── Reading text ──

Saturday, November 1, 2008

Neurobiology

The human brain is highly complicated and unique. It gives us the power to think, imagine, and decide. Moreover, it contains billions of neurons to perform such specific tasks like regulating body temperature, perceiving and interpreting sensations, and causing secretions of hormones. All of these were coordinated and controlled just by an organ weighing approximately 1.3 kilograms.

In our third year Advanced Biology Class, one of the topics we’d discussed was the human nervous system, the main component of which is the brain. Because of this, we have become interested in the human brain, its functions, and how it is able to control virtually every other part of the human body. Fortunately, Mr. Greenside also specializes in neurobiology - the study of the nervous system - and he was able to explain a few things about the human brain that were certainly new to us.

"All details about how brains work are poorly understood at this point, not just by physicists but by everyone, including neurobiologists. The parts of brains that are well understood tend to be the parts of brain that are involved with input (the neurons that convert sound, light, chemicals, touch, etc into signals that the brain can understand) and with output (so-called motor neurons which directly connect to muscles and that cause the muscles to contract). But once you are more than about two neurons deep into the brain, when each neuron is in contact with 5,000 or more other neurons and all are actively transmitting information simultaneously, almost nothing is understood about how brains represent information or how they process the information. The situation is rather like chemistry before the discovery of the periodic table. People know a huge number of facts about brains: what happens if you destroy certain parts of brain tissue, what happens to behavior if you apply drugs or electrical stimulations to various parts of brains, how electrical activity of particular neurons correlates with stimuli. But scientists still lack a conceptual and theoretical framework to know which of these many details are important or central.

───

## Exercise requirements
1 – Please change the stretch of the neurobiology post from "The human brain is" through "certainly new to us." so that "human brain" becomes "human mind", and give that stretch again.
2 – Summarize the neurobiology post in two sentences.
3 – According to the neurobiology post, about how much does the human brain weigh?

── Available data ──

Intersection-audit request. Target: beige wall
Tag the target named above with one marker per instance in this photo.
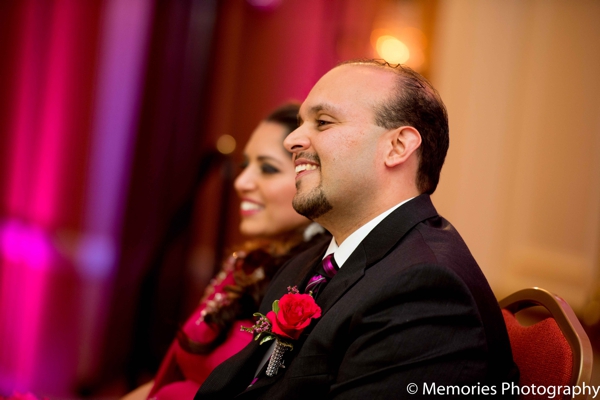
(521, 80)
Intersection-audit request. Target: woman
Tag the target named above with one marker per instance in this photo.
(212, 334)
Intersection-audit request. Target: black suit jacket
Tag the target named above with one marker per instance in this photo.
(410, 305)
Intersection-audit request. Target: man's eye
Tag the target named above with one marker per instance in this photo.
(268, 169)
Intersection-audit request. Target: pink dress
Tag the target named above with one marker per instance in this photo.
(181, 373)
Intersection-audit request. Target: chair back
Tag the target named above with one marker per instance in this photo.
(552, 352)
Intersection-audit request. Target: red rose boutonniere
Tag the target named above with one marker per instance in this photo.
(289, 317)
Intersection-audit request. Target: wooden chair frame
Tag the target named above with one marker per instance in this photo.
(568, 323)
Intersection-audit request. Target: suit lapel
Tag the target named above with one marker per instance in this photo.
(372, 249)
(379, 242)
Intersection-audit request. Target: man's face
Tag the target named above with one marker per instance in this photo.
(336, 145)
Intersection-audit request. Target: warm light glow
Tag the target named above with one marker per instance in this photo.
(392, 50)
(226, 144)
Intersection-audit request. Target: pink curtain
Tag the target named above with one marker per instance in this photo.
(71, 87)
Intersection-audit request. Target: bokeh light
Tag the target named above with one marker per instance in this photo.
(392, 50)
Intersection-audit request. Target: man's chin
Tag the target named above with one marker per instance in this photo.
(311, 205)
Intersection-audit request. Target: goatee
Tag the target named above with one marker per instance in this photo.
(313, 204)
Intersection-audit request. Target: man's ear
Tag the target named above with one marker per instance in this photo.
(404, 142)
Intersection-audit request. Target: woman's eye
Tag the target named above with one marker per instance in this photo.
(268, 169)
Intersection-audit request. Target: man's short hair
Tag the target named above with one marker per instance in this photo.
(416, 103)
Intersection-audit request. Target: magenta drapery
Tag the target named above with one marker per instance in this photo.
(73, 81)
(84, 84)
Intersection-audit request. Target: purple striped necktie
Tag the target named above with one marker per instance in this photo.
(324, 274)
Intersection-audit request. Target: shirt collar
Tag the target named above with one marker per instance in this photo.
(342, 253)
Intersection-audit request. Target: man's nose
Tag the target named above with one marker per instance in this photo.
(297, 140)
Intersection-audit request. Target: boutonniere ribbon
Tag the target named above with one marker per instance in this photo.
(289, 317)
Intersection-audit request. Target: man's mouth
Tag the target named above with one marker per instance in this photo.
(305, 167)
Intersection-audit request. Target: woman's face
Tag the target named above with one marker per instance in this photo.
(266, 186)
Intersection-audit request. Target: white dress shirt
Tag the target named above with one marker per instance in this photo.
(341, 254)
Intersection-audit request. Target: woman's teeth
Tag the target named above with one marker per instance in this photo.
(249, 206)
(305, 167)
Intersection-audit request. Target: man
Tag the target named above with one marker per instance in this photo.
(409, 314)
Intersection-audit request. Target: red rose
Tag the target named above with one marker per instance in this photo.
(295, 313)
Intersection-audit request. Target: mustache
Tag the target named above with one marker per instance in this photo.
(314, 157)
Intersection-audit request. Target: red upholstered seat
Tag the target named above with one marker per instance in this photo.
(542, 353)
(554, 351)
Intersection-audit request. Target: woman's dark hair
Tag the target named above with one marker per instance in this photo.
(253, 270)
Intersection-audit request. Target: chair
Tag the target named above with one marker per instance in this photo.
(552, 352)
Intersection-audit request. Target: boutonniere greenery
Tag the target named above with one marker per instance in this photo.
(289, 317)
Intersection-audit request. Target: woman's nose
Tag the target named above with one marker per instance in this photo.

───

## Written responses
1 –
The human mind is highly complicated and unique. It gives us the power to think, imagine, and decide. Moreover, it contains billions of neurons to perform such specific tasks like regulating body temperature, perceiving and interpreting sensations, and causing secretions of hormones. All of these were coordinated and controlled just by an organ weighing approximately 1.3 kilograms.

In our third year Advanced Biology Class, one of the topics we’d discussed was the human nervous system, the main component of which is the brain. Because of this, we have become interested in the human mind, its functions, and how it is able to control virtually every other part of the human body. Fortunately, Mr. Greenside also specializes in neurobiology - the study of the nervous system - and he was able to explain a few things about the human mind that were certainly new to us.

2 – The human brain weighs about 1.3 kilograms and contains billions of neurons that let people think, imagine, and decide, and that carry out tasks such as regulating body temperature. Mr. Greenside, who specializes in neurobiology, explained to an Advanced Biology class that input and output neurons are fairly well understood, but almost nothing is known about how deeper neurons represent or process information, because scientists still lack a framework for judging which details matter.

3 – Approximately 1.3 kilograms.